▸ GIVEN PROBLEM
Rewrite the material from the line containing "rose above? Mark it with a dot." through the line containing "column above? Mark it with a dot.", changing "innermost point" to "most central point" and leaving everything else as it is.

▸ RECORD EXCERPTS

..............................

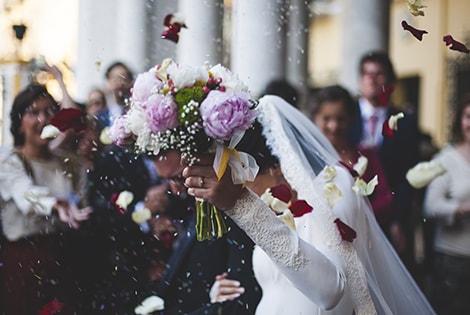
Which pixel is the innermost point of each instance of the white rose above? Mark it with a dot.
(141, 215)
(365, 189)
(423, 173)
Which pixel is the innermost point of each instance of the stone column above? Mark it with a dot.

..............................

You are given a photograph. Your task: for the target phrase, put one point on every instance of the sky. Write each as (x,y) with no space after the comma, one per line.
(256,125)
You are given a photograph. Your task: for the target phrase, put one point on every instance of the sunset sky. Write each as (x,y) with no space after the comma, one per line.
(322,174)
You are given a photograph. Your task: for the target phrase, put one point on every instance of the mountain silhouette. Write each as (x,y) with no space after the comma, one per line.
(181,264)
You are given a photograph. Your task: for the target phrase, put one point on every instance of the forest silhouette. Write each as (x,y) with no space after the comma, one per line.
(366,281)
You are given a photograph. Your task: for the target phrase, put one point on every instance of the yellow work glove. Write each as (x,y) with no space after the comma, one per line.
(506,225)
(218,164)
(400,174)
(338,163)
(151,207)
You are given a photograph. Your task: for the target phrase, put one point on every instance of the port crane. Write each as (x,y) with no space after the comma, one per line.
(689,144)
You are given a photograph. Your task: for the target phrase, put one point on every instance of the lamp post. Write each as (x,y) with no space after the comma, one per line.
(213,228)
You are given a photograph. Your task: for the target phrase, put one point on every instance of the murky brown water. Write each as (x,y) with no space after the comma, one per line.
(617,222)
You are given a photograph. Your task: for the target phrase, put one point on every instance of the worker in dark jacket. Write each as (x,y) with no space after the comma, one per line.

..............................

▸ ANSWER
Which pixel is the most central point of each instance of the white rose above? Mark it with a dot.
(141, 215)
(365, 189)
(423, 173)
Which pixel is the most central point of each instance of the stone column above? Mark it with a dot.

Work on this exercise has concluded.